__SHORT EXERCISE__: Turn the material, from its first line through the line containing "xmin=325 ymin=76 xmax=410 ymax=147", into a numbered list that leaves out blank lines.

────

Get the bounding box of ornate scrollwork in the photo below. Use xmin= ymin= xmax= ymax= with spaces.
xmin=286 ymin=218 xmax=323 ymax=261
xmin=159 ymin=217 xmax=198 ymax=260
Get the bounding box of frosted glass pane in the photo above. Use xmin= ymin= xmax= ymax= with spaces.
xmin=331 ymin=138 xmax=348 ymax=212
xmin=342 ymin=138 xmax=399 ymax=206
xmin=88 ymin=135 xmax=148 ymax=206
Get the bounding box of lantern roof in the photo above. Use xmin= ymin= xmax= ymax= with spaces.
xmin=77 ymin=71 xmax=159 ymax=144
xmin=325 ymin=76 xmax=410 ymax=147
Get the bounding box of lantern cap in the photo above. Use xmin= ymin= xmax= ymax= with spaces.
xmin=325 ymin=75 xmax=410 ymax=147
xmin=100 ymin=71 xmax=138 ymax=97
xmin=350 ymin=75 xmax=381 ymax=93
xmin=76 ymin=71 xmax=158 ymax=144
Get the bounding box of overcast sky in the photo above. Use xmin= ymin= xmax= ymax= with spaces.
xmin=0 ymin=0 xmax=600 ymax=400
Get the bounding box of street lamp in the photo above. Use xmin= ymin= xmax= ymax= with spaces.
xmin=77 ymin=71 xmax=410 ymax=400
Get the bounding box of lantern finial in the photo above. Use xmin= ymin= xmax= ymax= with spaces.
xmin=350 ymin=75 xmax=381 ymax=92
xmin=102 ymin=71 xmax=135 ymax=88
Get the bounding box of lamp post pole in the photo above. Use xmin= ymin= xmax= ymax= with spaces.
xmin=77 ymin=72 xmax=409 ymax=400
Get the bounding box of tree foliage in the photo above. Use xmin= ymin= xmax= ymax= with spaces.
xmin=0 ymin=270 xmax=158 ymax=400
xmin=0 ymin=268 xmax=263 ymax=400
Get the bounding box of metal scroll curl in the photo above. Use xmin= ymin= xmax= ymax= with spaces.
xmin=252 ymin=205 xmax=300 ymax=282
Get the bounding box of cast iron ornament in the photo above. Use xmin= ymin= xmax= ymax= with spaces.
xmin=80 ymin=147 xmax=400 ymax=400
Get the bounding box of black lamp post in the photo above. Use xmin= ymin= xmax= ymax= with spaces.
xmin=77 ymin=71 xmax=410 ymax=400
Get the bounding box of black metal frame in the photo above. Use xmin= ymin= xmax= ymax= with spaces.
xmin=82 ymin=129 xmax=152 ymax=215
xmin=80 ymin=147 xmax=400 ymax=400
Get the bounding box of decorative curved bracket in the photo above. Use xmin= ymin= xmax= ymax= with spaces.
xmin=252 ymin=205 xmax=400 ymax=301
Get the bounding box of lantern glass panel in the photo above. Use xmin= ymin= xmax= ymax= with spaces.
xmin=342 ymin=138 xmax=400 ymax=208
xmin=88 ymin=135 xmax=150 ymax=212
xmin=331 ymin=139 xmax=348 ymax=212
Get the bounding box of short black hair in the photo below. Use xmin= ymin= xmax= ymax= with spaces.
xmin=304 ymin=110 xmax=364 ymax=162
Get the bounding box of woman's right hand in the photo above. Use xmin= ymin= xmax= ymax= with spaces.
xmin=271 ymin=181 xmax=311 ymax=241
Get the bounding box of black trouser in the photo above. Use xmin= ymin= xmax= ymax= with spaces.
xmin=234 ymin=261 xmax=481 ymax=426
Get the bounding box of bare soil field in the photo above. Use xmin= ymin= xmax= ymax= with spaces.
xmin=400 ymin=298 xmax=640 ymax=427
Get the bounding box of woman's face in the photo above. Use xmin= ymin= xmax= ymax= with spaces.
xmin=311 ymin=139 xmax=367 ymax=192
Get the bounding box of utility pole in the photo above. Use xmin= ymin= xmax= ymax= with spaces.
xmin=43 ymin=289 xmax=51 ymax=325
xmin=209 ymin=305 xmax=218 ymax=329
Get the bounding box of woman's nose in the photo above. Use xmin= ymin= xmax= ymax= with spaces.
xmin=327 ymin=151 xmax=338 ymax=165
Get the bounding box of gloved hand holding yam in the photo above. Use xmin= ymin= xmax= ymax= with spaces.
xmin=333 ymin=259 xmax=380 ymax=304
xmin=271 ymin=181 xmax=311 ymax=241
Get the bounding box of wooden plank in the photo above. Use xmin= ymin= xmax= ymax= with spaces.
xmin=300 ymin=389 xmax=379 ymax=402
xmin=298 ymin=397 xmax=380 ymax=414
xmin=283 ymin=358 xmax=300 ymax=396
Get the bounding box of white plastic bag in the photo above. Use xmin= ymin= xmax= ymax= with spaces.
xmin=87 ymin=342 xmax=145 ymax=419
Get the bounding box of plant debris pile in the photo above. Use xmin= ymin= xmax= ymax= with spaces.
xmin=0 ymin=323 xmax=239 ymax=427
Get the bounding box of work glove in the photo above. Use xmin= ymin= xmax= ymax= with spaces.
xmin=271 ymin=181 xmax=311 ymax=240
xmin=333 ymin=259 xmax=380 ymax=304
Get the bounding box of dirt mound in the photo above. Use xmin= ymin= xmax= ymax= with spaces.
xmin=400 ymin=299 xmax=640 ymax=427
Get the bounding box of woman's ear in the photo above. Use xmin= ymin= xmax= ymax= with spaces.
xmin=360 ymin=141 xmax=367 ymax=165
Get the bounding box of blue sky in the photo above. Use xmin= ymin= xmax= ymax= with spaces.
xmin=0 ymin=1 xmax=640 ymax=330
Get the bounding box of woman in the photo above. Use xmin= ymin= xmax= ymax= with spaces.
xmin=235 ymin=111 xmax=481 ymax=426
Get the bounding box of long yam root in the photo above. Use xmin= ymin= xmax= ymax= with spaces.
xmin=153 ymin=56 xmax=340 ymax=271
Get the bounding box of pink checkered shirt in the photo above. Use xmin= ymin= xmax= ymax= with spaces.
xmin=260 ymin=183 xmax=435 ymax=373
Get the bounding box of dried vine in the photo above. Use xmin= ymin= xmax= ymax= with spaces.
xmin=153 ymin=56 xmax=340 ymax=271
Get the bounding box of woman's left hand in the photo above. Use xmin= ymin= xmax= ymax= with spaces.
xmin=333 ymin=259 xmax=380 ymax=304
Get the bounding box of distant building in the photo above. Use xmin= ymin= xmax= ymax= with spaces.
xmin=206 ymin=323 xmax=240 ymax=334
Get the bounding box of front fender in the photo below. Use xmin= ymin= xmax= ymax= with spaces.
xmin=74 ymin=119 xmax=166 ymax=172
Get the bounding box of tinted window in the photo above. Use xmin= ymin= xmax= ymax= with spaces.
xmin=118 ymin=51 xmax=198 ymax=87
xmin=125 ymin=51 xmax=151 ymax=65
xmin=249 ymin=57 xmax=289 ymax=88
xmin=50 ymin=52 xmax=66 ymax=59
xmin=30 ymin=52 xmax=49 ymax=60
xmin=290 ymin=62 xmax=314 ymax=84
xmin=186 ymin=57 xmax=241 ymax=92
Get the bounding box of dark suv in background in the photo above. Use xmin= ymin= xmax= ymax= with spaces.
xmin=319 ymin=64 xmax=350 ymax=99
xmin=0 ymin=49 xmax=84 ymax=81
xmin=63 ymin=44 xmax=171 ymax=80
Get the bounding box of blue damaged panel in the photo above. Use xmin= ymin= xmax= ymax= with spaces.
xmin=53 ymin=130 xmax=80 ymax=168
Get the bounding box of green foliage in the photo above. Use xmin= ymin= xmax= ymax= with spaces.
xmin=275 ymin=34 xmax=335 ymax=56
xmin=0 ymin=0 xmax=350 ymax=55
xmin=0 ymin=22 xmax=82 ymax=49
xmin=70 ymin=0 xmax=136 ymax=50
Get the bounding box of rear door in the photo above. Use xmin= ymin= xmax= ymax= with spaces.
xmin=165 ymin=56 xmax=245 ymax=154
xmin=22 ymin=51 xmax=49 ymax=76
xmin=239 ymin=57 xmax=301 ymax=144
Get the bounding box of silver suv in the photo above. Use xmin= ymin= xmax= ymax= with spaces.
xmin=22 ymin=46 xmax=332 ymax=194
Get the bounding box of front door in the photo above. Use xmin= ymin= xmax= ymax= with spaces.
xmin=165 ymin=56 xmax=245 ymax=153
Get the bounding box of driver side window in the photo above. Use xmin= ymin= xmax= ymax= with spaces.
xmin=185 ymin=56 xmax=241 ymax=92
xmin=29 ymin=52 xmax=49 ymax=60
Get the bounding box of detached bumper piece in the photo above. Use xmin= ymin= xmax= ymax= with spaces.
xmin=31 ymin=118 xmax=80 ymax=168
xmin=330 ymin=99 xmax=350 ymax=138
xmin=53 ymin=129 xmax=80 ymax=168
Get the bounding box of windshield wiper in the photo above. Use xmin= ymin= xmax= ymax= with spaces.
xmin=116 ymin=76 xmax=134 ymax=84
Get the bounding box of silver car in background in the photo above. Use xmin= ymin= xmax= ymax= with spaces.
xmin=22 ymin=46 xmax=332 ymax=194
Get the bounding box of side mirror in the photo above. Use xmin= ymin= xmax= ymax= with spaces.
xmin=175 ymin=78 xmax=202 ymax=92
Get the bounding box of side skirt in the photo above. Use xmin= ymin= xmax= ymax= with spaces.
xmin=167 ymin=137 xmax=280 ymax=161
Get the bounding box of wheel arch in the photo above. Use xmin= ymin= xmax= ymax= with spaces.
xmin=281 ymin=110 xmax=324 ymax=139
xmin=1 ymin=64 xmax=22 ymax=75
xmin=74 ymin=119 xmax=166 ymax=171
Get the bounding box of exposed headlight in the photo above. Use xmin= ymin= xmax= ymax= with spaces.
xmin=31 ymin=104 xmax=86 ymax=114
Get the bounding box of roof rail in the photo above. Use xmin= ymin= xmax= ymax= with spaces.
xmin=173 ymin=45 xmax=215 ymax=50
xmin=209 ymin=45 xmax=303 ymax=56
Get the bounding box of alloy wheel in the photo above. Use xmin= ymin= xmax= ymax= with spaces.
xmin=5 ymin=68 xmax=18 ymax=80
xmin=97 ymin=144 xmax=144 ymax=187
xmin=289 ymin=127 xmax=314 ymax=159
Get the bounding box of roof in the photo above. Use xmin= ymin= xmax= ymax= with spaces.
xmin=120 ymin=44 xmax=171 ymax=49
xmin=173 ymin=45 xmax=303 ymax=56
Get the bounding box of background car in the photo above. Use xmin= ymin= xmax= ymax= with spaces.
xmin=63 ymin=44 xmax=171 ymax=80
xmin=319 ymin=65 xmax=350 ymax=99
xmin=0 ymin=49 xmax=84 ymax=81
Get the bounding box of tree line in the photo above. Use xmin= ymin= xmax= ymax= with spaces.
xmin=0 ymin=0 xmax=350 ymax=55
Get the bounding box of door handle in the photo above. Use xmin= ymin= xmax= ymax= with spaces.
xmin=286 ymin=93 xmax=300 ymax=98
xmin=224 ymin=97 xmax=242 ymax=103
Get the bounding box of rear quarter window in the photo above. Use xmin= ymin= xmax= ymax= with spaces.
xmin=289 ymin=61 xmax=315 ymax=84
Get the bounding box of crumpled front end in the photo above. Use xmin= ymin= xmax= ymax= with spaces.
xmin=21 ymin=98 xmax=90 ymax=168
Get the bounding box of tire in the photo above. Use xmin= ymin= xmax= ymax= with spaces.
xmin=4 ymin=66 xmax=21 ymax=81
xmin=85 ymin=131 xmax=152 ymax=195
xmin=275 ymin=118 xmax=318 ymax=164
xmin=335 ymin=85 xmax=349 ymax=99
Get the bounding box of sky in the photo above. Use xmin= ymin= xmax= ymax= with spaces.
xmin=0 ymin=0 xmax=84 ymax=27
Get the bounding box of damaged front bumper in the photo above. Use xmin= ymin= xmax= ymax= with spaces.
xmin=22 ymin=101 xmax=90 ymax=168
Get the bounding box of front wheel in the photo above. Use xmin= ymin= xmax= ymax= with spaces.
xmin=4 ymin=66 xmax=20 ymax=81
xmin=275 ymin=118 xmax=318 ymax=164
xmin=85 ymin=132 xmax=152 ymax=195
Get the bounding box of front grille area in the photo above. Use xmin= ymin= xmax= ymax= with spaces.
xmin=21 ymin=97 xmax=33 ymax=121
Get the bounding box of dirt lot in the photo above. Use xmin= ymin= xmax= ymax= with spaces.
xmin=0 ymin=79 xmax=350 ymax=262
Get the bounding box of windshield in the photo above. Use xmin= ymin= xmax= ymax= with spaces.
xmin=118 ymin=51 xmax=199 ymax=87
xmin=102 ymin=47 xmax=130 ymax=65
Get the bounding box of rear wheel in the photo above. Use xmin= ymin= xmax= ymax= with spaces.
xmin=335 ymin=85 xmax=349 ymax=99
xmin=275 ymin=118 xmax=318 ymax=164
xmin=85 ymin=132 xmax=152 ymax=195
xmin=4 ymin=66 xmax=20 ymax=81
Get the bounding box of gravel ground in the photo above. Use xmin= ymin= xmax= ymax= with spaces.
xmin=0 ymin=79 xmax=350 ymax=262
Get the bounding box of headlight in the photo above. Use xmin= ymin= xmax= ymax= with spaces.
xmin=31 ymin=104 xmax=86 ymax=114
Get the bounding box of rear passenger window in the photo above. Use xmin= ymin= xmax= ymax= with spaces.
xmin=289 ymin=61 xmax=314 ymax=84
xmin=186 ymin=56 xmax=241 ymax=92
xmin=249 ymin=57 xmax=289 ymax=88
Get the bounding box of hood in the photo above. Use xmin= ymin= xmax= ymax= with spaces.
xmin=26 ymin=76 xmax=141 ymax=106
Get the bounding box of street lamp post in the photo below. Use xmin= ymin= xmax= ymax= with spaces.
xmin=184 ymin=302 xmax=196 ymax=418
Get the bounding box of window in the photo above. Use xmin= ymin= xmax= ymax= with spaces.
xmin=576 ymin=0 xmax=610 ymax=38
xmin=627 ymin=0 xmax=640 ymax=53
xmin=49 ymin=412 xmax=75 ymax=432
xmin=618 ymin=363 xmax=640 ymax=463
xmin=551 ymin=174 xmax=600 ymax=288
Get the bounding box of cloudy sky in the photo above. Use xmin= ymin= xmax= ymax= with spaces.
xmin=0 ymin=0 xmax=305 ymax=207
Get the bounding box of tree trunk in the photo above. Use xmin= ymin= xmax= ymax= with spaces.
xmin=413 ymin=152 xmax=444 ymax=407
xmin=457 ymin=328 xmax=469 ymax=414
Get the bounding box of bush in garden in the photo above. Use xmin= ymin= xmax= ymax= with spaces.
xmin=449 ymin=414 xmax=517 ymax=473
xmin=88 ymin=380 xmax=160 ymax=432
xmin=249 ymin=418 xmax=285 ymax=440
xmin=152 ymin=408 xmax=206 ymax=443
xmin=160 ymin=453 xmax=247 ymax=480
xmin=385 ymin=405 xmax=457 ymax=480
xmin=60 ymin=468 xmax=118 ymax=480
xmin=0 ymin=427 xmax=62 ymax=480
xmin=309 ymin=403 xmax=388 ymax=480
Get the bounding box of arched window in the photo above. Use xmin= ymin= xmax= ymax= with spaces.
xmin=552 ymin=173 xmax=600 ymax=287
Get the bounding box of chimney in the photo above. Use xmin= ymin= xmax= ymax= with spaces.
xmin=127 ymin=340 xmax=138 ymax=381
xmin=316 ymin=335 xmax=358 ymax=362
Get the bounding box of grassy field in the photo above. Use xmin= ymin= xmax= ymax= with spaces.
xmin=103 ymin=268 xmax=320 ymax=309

────

__ANSWER__:
1. Get the bounding box of ornate scrollwork in the photo below. Use xmin= ymin= xmax= ymax= with spaces.
2. xmin=286 ymin=218 xmax=323 ymax=261
3. xmin=159 ymin=217 xmax=198 ymax=260
4. Get the bounding box of frosted glass pane in the photo above. Use xmin= ymin= xmax= ymax= with spaces.
5. xmin=331 ymin=138 xmax=348 ymax=212
6. xmin=342 ymin=138 xmax=399 ymax=206
7. xmin=88 ymin=135 xmax=148 ymax=206
8. Get the bounding box of lantern roof in the photo above. Use xmin= ymin= xmax= ymax= with spaces.
9. xmin=77 ymin=71 xmax=159 ymax=144
10. xmin=325 ymin=76 xmax=410 ymax=147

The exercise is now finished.